Given problem 1 »
Answer these questions from the passage about Russell Palmer and Charlie Daniels:
(a) In what city was Charlie Daniels born?
(b) What jacket does Russell wear over his blue shirt?
(c) For which band did Charlie play fiddle?
Given problem 2 » Rewrite the passage about Russell Palmer and Charlie Daniels from "A couple of things" to "Charlie’s never forgotten.", substituting "Durham" for "Roxboro".

Document extract »
Russell Palmer opens the case. “There it is,” he says, holding up the fiddle inside. It’s old, he says. You can tell by the velvet-lined wooden case. The neck is
Russell Palmer opens the case. “There it is,” he says, holding up the fiddle inside. It’s old, he says. You can tell by the velvet-lined wooden case. The neck is worn. Other than that, it looks good for its age. Too good, he says.
Russell tends to wear the same expression no matter what mood he’s in. He wears a navy blue Members Only jacket over his blue shirt. He looks like a funeral director because he is one.
A couple of things about this fiddle, Russell says. It belongs to a cousin in Roxboro. It was refinished a couple of years ago. And it just happens to be the first fiddle Charlie Daniels ever played.
Russell plucks the strings idly, then shuts the case. I just want to make clear, he says, addressing the rumor that’s long circulated around his hometown, Gulf, that I never taught Charlie how to play the fiddle. I don’t even like the fiddle, he says in a gravelly voice. But he did do something else — something Charlie’s never forgotten.
Charlie and Russell go way back, to the early 1950s. Charlie grew up traveling and never stopped. Russell grew up in one place and never left. Charlie was born in Wilmington. Then his family moved, first to Gulf, then to Valdosta, Georgia, then back to Gulf. The Palmers had lived in Gulf for generations. Charlie and Russell became best friends. They’d sit around the radio on Saturday nights, listening to the Grand Ole Opry. It was only later that Charles E. Daniels became Charlie Daniels, the man who made the fiddle into a radio-friendly instrument, one forever associated with the South.
It wasn’t always so. In the early ’70s, The Charlie Daniels Band was just another Southern rock band — one that sounded a little too much like the Allman Brothers, in one producer’s opinion. Charlie had been bopping around Nashville as a session musician. He’d worked with Bob Dylan. He’d played fiddle for The Marshall Tucker Band. He’d written a song for Elvis.
And then it happened.

Stored data »

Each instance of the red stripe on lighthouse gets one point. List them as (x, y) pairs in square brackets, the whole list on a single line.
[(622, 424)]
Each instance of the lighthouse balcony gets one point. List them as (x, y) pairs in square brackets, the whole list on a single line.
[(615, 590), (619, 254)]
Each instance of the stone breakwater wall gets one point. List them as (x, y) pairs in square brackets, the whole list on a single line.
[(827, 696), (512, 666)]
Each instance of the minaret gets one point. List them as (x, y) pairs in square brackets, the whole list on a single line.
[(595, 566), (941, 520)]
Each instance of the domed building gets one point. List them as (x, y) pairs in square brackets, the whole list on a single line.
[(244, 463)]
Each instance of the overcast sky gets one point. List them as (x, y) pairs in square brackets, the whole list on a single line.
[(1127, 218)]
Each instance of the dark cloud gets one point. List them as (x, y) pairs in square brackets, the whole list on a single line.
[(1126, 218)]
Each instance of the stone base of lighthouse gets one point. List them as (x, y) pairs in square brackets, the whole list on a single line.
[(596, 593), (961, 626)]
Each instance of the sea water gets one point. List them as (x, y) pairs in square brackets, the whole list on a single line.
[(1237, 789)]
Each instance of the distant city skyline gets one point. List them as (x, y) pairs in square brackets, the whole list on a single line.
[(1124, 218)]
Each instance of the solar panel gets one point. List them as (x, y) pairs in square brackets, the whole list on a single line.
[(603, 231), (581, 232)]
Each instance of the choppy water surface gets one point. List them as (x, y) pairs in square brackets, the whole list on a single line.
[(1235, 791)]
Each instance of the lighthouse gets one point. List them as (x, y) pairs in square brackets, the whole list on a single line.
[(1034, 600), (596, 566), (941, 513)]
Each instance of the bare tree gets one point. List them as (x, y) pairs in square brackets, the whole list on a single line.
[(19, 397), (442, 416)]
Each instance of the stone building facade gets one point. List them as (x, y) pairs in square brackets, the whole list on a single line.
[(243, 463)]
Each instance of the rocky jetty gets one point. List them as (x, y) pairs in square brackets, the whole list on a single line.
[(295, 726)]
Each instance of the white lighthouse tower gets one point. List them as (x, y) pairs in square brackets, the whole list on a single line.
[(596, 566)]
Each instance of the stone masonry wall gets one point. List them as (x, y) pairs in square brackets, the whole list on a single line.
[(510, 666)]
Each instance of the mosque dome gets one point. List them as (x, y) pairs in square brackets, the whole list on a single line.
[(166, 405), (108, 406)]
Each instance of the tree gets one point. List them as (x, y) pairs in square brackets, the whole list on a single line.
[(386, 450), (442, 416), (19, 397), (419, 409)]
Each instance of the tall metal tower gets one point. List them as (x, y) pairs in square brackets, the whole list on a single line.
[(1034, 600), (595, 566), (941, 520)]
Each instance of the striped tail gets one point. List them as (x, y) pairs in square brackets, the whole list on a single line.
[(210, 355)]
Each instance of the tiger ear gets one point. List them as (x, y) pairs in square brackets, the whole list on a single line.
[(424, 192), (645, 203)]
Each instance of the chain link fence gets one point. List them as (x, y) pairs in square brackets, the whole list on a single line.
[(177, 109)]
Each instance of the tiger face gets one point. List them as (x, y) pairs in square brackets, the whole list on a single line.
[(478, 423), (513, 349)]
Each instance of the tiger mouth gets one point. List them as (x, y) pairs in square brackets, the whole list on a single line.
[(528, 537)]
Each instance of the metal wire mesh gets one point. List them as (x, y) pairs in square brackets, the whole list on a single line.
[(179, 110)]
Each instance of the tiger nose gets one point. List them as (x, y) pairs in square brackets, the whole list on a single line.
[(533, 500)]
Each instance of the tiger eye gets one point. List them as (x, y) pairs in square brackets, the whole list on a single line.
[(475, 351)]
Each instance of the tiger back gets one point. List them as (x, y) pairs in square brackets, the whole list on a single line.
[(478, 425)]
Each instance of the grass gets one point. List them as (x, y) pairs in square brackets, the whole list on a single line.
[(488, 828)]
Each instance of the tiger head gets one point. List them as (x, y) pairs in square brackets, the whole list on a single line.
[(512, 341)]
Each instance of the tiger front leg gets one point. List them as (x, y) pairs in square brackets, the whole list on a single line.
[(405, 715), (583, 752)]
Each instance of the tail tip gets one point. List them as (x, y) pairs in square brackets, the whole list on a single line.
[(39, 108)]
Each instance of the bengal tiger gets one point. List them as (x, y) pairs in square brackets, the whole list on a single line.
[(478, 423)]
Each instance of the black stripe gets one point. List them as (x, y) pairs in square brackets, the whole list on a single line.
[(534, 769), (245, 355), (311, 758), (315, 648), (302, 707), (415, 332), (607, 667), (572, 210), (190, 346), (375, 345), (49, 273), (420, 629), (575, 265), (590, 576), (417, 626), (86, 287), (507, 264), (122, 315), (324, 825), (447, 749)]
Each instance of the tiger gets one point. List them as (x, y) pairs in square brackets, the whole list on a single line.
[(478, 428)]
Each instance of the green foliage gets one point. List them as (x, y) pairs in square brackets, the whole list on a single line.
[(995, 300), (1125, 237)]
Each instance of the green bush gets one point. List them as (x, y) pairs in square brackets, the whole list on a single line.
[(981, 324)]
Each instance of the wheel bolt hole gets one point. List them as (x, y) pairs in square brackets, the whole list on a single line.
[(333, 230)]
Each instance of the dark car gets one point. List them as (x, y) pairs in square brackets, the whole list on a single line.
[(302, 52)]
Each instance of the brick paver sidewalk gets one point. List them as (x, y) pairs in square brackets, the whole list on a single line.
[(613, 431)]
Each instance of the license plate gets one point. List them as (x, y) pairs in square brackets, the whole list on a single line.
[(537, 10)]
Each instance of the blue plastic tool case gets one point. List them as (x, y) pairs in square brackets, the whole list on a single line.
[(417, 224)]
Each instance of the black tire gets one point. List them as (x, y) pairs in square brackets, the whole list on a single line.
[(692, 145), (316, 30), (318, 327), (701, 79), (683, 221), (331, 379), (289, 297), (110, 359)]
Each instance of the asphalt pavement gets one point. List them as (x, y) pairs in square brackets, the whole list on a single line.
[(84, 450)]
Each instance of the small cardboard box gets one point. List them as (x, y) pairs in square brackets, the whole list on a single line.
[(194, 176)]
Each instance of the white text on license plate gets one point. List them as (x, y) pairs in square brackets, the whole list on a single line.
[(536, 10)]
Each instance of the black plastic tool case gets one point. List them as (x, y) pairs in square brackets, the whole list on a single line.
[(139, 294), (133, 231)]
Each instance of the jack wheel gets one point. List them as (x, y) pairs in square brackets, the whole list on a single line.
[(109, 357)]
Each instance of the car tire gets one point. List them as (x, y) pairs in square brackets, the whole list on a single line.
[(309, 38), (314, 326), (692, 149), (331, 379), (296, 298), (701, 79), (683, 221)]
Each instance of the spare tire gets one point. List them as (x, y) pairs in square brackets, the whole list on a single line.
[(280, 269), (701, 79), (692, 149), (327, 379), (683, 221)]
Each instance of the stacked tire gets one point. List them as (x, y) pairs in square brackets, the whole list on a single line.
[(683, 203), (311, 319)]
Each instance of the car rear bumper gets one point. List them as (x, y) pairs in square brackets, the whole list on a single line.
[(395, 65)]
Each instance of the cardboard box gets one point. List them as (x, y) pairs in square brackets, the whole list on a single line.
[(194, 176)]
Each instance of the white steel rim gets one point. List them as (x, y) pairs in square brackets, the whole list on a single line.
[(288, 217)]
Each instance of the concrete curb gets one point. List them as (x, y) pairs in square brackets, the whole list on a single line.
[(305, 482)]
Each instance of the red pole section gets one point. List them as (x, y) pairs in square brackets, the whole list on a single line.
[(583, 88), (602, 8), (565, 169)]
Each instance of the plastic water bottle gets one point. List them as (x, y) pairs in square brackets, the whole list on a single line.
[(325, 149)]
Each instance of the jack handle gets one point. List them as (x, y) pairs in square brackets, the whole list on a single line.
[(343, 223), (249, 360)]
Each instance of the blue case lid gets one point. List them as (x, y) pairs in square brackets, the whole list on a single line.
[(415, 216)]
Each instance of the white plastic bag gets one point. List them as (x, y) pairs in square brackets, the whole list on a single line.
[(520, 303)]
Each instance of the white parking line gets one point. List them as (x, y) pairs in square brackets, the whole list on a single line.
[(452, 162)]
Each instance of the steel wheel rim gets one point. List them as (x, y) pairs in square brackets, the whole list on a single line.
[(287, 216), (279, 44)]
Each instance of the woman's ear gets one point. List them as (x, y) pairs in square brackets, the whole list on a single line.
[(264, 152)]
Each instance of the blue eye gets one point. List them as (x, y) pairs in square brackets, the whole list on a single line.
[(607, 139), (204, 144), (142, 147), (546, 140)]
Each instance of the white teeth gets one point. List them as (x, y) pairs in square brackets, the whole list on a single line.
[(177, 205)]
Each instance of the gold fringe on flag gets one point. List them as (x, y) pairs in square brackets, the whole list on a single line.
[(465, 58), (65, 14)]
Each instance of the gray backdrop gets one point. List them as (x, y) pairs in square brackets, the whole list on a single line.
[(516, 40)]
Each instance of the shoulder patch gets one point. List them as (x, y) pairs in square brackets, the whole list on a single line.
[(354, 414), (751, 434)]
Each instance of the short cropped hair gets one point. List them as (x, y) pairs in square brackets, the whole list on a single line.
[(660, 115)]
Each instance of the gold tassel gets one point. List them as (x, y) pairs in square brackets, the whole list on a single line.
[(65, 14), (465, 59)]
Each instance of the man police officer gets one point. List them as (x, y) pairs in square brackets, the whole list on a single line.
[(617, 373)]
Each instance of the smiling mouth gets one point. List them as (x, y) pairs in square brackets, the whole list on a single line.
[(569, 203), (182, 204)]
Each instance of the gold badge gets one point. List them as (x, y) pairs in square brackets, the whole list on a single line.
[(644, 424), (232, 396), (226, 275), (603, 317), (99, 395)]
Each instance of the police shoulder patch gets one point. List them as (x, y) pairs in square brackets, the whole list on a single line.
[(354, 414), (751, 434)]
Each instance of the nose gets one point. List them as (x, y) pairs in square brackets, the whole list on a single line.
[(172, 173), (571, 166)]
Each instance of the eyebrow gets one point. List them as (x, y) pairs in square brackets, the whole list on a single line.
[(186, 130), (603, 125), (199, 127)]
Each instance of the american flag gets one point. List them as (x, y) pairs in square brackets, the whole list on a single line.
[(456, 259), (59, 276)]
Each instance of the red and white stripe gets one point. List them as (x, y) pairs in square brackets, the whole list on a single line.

Exercise result 1 »
(a) Wilmington
(b) A navy blue Members Only jacket
(c) The Marshall Tucker Band

Exercise result 2 »
A couple of things about this fiddle, Russell says. It belongs to a cousin in Durham. It was refinished a couple of years ago. And it just happens to be the first fiddle Charlie Daniels ever played.
Russell plucks the strings idly, then shuts the case. I just want to make clear, he says, addressing the rumor that’s long circulated around his hometown, Gulf, that I never taught Charlie how to play the fiddle. I don’t even like the fiddle, he says in a gravelly voice. But he did do something else — something Charlie’s never forgotten.